▶ [Short problem]:
Copy out, exactly as given, every line from the line with "For the benchmark card, identify each instance of the wispy" to the end of the listing, both of those lines included.

▶ [Excerpted records]:
[Begin]

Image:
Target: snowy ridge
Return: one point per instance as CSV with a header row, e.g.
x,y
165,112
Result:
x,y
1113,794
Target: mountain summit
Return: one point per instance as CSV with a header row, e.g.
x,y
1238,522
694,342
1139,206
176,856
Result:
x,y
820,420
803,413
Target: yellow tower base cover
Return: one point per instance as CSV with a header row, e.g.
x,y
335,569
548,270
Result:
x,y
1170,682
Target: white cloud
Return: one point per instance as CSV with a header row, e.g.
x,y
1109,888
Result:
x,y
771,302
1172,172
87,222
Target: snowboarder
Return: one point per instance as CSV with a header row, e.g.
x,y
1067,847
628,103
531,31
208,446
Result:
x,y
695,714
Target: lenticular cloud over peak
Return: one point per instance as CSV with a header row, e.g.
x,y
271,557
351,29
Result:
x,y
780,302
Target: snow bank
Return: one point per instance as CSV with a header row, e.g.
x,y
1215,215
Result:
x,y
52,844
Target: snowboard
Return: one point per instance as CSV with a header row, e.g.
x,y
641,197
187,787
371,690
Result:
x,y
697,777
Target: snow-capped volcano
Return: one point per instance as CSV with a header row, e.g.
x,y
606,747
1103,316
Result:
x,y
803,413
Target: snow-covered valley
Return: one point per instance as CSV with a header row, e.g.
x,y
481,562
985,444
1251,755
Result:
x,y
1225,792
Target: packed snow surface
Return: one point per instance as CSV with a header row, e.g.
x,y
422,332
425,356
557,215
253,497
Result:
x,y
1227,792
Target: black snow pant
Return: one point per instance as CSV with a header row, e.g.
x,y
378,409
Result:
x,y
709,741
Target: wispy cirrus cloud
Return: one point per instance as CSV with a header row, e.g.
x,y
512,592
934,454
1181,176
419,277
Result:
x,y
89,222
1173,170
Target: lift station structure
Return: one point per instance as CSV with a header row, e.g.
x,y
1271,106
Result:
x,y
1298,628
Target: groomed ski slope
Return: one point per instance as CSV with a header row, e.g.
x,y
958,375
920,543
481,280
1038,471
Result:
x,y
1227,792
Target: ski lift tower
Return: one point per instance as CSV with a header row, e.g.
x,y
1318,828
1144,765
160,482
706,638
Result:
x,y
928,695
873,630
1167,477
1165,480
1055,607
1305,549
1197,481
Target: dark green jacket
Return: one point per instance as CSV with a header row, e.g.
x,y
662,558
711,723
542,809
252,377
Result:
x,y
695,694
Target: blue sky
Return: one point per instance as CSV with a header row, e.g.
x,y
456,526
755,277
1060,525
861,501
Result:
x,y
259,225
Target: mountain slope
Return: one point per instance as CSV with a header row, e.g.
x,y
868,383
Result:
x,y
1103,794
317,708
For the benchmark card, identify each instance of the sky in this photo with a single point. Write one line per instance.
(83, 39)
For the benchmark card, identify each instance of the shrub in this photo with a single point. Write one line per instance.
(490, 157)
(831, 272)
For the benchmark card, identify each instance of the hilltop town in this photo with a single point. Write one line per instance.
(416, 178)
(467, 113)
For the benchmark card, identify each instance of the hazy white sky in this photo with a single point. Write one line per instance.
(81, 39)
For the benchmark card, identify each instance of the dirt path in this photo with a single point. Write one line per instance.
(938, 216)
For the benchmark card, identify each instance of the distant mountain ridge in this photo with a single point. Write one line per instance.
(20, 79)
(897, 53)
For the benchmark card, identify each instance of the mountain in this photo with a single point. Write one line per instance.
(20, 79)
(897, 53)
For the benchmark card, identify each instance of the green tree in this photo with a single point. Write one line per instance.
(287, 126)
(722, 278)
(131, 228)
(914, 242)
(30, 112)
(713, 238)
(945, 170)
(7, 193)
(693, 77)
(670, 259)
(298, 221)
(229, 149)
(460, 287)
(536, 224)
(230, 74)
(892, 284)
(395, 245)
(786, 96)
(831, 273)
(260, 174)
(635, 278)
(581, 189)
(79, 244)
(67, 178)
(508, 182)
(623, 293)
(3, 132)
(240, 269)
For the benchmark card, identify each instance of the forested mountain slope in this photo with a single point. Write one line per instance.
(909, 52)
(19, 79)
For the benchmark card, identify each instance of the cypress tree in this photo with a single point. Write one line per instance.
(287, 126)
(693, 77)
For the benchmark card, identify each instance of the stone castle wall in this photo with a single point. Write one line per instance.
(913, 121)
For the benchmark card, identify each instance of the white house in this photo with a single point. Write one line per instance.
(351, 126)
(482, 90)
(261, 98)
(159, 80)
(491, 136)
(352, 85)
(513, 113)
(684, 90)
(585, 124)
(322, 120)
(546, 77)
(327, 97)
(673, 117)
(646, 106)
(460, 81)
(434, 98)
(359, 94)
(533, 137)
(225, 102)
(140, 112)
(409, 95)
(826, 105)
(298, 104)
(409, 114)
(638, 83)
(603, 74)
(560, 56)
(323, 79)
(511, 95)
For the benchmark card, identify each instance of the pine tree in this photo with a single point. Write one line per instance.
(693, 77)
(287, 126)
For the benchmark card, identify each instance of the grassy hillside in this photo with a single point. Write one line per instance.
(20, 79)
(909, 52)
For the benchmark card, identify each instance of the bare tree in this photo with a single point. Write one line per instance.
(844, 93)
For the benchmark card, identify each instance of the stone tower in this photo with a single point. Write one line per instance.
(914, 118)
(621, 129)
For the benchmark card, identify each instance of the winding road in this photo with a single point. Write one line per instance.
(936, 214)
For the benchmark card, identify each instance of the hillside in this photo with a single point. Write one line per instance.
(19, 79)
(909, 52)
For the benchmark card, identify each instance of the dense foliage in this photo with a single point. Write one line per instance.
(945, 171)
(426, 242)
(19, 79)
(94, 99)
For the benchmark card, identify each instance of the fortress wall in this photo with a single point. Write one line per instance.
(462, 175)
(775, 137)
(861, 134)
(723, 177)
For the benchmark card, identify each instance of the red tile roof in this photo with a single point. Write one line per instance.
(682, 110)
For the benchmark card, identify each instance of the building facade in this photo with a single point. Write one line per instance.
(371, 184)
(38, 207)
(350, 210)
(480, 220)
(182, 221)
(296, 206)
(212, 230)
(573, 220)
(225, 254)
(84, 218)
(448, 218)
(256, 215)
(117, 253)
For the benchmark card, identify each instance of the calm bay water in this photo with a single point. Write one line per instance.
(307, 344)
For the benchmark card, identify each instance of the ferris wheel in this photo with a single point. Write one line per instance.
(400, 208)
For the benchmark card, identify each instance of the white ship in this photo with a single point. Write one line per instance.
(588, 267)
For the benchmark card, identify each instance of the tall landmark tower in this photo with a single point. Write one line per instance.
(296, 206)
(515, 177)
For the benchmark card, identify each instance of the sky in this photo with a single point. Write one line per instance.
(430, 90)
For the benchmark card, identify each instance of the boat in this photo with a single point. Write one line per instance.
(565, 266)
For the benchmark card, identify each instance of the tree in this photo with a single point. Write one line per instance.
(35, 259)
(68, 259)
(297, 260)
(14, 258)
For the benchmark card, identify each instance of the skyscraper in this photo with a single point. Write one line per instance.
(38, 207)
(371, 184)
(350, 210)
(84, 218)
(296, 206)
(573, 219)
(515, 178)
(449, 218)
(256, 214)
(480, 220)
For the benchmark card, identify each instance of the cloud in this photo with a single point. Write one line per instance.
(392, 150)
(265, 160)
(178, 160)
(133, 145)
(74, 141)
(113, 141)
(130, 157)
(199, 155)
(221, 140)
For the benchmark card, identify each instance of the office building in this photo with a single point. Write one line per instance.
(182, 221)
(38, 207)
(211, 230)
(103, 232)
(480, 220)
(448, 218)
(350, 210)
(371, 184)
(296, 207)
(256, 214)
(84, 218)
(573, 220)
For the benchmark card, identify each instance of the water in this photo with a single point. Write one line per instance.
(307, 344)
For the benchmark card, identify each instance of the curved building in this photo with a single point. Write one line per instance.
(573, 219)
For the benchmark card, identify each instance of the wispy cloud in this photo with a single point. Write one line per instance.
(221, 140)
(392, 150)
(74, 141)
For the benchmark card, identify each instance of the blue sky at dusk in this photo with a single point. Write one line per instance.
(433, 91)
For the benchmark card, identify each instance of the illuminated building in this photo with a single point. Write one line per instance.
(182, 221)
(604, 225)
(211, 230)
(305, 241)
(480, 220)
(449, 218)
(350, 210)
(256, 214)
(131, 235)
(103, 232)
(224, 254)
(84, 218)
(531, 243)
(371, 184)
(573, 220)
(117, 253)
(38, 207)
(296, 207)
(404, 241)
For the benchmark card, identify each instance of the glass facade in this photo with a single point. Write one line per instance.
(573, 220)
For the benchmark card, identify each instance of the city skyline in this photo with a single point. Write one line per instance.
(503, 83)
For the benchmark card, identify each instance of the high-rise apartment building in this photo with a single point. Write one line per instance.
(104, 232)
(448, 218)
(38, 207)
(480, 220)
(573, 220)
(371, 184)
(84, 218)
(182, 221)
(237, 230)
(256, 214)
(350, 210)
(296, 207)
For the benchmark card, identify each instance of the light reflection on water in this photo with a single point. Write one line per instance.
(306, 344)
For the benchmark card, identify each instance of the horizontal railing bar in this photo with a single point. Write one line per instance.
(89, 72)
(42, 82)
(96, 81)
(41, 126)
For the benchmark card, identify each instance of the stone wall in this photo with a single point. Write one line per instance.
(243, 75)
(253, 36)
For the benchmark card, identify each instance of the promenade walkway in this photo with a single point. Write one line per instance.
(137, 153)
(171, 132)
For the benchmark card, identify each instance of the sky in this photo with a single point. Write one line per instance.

[End]

▶ [The solution]:
For the benchmark card, identify each instance of the wispy cloud in this photo with a single point. Write one line per instance.
(221, 140)
(392, 150)
(74, 141)
For the benchmark card, identify each instance of the blue sky at dusk in this photo with a single point. Write one line per instance.
(433, 91)
For the benchmark card, identify each instance of the illuminated building in this photo with a single point. Write one line per instance.
(182, 221)
(604, 225)
(211, 230)
(305, 241)
(480, 220)
(449, 218)
(350, 210)
(256, 214)
(131, 235)
(103, 232)
(224, 254)
(84, 218)
(531, 243)
(371, 184)
(573, 220)
(117, 253)
(38, 207)
(296, 207)
(404, 241)
For the benchmark card, identify each instance of the glass facade in this photo with a single point. Write one line per instance.
(573, 220)
For the benchmark card, identify each instance of the city skyline in this photo with a single point. Write one line per instance.
(503, 83)
For the benchmark card, identify each instance of the high-rise apartment building in this photo with a single point. Write one line per instance.
(104, 232)
(448, 218)
(38, 207)
(480, 220)
(573, 220)
(371, 184)
(84, 218)
(182, 221)
(237, 230)
(256, 214)
(350, 210)
(296, 207)
For the benchmark card, identify each instance of the light reflection on water in this photo with a single point. Write one line per instance.
(306, 344)
For the benchmark card, identify each instance of the horizontal railing bar in this photo with a single point. Write one line per instance.
(89, 72)
(42, 82)
(96, 81)
(41, 126)
For the benchmark card, identify each instance of the stone wall in this photo with a single point. Write one line per instance.
(243, 75)
(253, 36)
For the benchmark card, identify each instance of the promenade walkway in this photo with a single point. Write one line per instance.
(137, 153)
(171, 132)
For the benchmark card, identify each instance of the sky in this photo with a single point. Write one line per instance.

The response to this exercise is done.